=== Excerpted text ===
▶
DEI Isn't the Only Way to Diversify Your Company
Anti-woke warriors are attacking diversity programs, but there are plenty of other — sometimes more effective — ways to boost women and people of color.
March 26, 2024
(Bloomberg Opinion/Sarah Green Carmichael) — There's little doubt now that DEI departments are under threat. More than 30 states have introduced laws restricting diversity, equity and inclusion initiatives at state universities and government offices. In the private sector, layoffs have hit DEI offices particularly hard, suggesting that when push comes to shove, chief executives saw them as expendable — or even, following the litigious efforts of right-wing activists, a liability.
But the fight for a level playing field is far from over; after all, White women and people of color make up 65% of entry-level employees, but just 43% of senior management roles. That's not because White men are so disproportionately qualified or uniquely suited to leadership.
So what are leaders to do if they want to create more equality of opportunity in their organization? Aren't there some ways to make workplaces fairer without becoming a target for lawsuits from anti-woke warriors like Stephen Miller and Edward Blum?
I don't want to imply that DEI goals aren't valuable or worth defending. They obviously are. But the most widely adopted DEI policies, like grievance policies and mandatory bias training, haven't done a whole lot to achieve those goals.
Moreover, most executives aren't spoiling for an ugly political fight. They just want to create the kind of level playing field that lets more people thrive. Fortunately, there are lots of ways to do that. "A lot of the stuff that works isn't specifically DEI programming," says Frank Dobbin, a sociologist at Harvard.
Take mentoring, something most employees say they'd love more of. Dobbin, with coauthor Alexandra Kalev of Tel Aviv University, has done research that shows introducing a formal mentoring program can increase the share of women and minorities in management by 10%. And to be clear, that's not a special mentoring program for minorities or women — that's a mentoring program that's open to all employees. Why the disproportionate impact? Because in the absence of such a program, women and racial minorities may be less likely to receive formal mentoring from executives with the power to advance their careers. And even when a program is open to all employees, women and minorities are often the first to sign up.
Or look at family-friendly benefits like child care vouchers, on-site child care and parental leave. These are popular with all employees, but as Dobbin and Kalev explained in Harvard Business Review in 2022, they can make a bigger difference to women and people of color. After surveying over 800 US firms, Dobbin and Kalev found that the introduction of such policies were associated with the recruitment, retention, and promotion of significantly more White women and people of color.
For example, seven years after the introduction of child care vouchers, 16% more management jobs were held by Black men and Hispanic women, on average. Seven years after the introduction of parental leave, almost 13% more management jobs were held by Asian men.
◀
=== Referring expression data ===
▶
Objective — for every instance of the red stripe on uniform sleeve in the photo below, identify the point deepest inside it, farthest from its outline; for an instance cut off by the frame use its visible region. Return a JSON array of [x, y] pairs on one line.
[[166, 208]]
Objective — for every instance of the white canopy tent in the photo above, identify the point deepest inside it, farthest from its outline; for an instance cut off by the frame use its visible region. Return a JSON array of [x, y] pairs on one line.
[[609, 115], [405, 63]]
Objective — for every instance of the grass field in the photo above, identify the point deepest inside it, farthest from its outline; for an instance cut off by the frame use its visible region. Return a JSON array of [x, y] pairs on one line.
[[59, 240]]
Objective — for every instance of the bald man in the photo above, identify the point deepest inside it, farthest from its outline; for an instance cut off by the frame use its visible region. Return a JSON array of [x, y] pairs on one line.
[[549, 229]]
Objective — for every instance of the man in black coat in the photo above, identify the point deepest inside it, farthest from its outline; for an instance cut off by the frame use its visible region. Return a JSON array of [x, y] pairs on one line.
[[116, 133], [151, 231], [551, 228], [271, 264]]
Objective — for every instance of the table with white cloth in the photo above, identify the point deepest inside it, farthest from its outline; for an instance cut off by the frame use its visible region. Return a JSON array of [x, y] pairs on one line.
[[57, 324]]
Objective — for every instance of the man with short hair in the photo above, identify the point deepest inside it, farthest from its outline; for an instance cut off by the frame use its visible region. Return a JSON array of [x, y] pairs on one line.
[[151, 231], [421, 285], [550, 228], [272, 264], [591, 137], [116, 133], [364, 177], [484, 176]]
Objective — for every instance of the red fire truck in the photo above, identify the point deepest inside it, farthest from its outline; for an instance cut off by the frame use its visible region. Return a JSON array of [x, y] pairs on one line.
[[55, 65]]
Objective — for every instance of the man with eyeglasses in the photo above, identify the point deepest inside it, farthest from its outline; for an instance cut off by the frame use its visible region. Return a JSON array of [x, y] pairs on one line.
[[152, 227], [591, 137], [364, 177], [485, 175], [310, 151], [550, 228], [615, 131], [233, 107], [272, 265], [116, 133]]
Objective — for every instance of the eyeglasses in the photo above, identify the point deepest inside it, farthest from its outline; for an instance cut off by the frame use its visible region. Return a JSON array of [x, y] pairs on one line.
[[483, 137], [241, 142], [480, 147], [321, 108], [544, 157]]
◀
Answer these questions using the opinion piece on diversifying companies:
(a) How many states have introduced laws restricting diversity, equity and inclusion initiatives?
(b) What share of senior management roles do White women and people of color hold?
(c) By how much can a formal mentoring program increase the share of women and minorities in management?

(a) More than 30 states.
(b) 43%.
(c) By 10%.